## JOBS
[1] List every percentage figure given in the article on the IMF's review of India's economy.
[2] From the article on the IMF's review of India's economy, extract the passage starting at "In its annual" and ending at "in fiscal 2007.".

╭─ EXTRACT PROVIDED

WASHINGTON, Feb 22 (Reuters) The International Monetary Fund on Tuesday said it expects India's booming economy to accelerate slightly in the current fiscal year but urged the government to rein in a budget deficit which was set to rise again for the first time in four years.
In its annual review of India's economy, the IMF forecast gross domestic product growth to 7.6 percent in the fiscal year ending March 2006, marking a third consecutive year of growth in excess of 7.5 percent.
The Fund said it expected the weight of high world oil prices and rising interest rates at home and abroad to see some slowing of the expansion to about 7 percent in fiscal 2007.
''India is increasingly opening its economy and reaping the benefits of globalization,'' Wanda Tseng, Deputy Director of the IMF's Asia and Pacific Department, told a conference call.
''We in the IMF focussed our discussion this year with India on how to ensure that the growth momentum can be sustained and even accelerated over the medium term and how to manage the short term risks associated with rapid growth.'' The IMF urged India to return quickly to cutting the general government budget deficit, which the Fund forecast will rise in the 2006 fiscal year to 7.7 percent of GDP from 7.4 percent previously, after a planned ''pause'' in the consolidation process following three years of steady decline.
It also said tighter fiscal policy could help counter rapid growth in domestic demand, which was sucking in imports, boosting the country's trade deficit and helping fuel underlying inflation pressures.
''The upcoming 2006/07 budget presents an opportunity for the government to make a strong statement about its intention to accelerate fiscal adjustment and to do so in a way that supports growth,'' Tseng said.
India's coalition government will on Feb. 28 present its latest budget for the year ending March 2007.

╰─
╭─ DATA SUPPLIED

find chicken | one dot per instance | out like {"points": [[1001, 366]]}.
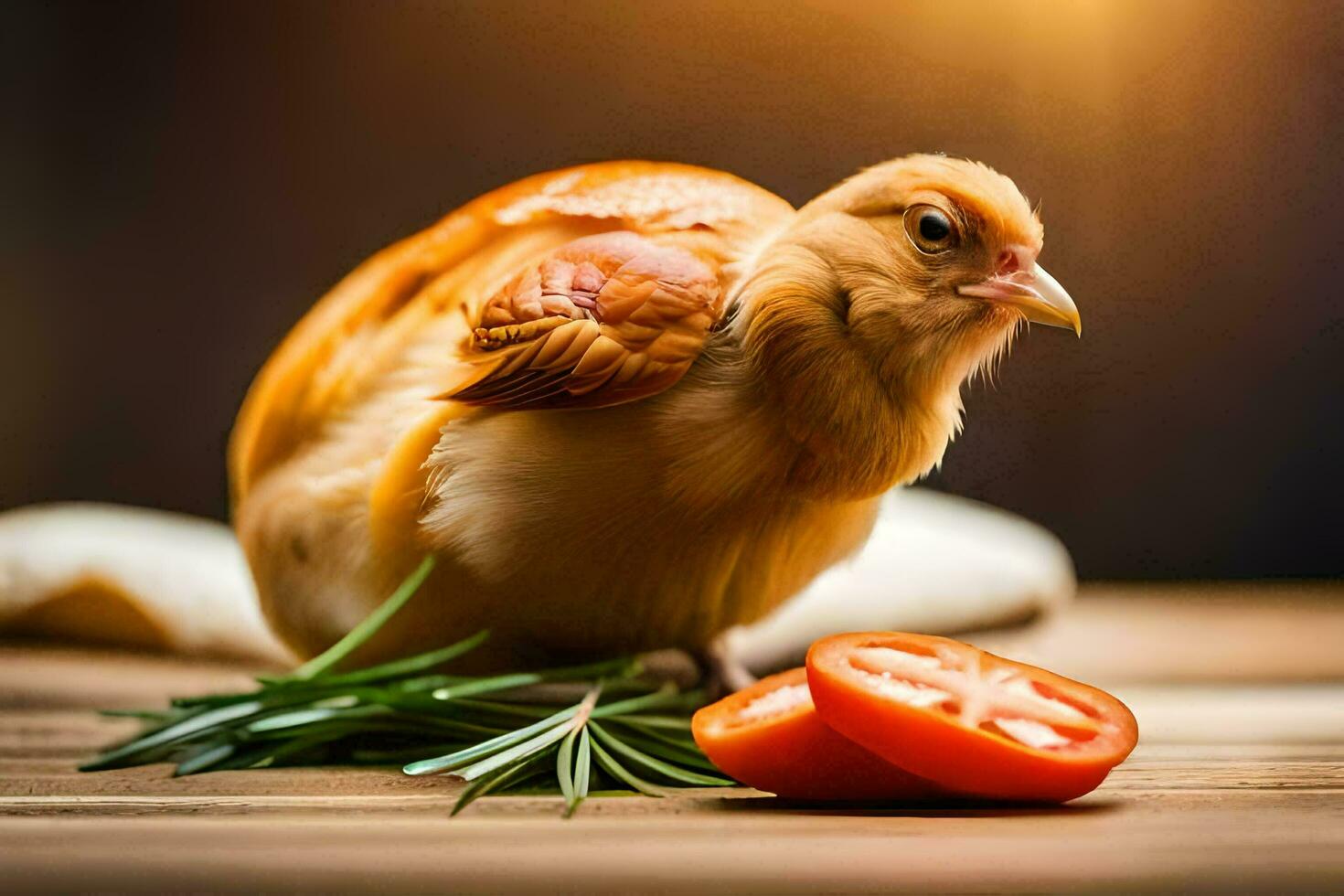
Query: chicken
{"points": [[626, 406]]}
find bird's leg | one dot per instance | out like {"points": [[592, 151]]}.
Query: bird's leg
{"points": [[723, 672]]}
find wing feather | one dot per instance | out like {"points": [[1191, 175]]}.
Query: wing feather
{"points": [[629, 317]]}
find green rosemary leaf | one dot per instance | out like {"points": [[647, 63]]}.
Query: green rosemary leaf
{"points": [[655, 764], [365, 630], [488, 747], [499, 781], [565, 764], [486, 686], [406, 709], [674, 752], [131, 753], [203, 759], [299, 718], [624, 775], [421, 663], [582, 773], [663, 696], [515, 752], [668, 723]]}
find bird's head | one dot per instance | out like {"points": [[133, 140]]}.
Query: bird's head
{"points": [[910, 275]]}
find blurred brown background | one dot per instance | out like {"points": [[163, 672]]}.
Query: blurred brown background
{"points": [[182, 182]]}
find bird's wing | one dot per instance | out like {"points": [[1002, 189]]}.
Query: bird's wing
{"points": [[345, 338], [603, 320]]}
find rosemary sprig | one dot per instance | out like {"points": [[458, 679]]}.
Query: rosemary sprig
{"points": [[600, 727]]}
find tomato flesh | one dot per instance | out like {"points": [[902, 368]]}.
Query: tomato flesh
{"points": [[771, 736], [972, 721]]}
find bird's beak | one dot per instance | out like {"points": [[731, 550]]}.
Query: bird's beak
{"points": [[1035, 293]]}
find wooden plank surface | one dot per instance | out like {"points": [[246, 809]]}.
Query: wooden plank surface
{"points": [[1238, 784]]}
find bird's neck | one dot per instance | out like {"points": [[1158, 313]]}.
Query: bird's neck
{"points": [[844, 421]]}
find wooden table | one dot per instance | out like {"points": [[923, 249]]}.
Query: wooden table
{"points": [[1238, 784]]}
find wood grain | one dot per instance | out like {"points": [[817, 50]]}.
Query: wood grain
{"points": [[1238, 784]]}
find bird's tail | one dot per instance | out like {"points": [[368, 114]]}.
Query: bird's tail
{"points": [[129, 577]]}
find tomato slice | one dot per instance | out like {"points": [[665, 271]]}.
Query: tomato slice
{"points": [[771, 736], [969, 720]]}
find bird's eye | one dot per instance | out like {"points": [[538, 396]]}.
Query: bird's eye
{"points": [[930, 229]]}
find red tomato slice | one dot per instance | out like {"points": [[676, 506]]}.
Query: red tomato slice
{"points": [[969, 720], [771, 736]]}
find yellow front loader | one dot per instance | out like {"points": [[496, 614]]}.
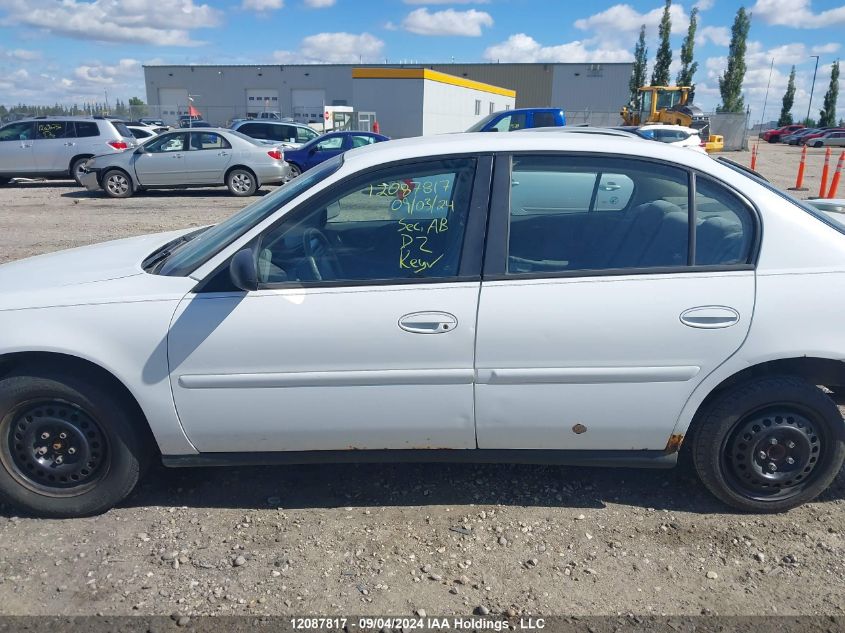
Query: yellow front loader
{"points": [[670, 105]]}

╰─
╭─ DATA SUPPLIED

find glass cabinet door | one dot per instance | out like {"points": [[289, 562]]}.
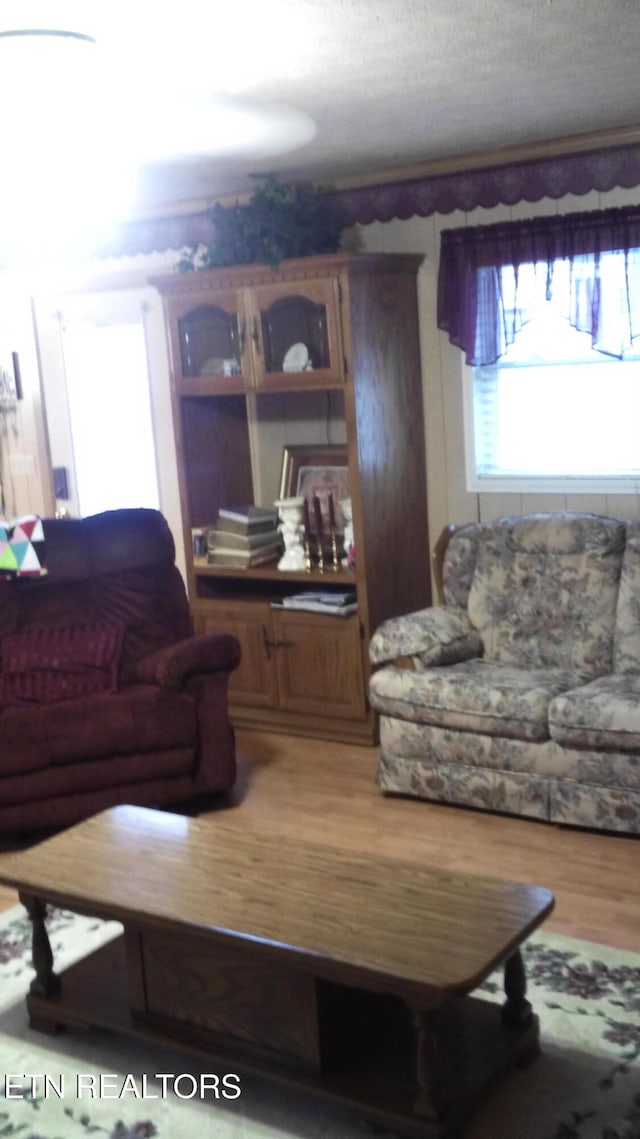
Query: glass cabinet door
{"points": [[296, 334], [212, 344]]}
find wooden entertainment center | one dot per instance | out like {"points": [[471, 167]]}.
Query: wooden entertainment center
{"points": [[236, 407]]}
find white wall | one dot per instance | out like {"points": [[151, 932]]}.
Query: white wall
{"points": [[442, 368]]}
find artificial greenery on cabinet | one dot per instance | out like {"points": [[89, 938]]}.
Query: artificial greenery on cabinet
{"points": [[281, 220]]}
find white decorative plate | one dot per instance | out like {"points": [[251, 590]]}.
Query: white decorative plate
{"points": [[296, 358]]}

╰─

## FINAL ANSWERS
[1]
7.6 percent
7.5 percent
7 percent
7.7 percent
7.4 percent

[2]
In its annual review of India's economy, the IMF forecast gross domestic product growth to 7.6 percent in the fiscal year ending March 2006, marking a third consecutive year of growth in excess of 7.5 percent.
The Fund said it expected the weight of high world oil prices and rising interest rates at home and abroad to see some slowing of the expansion to about 7 percent in fiscal 2007.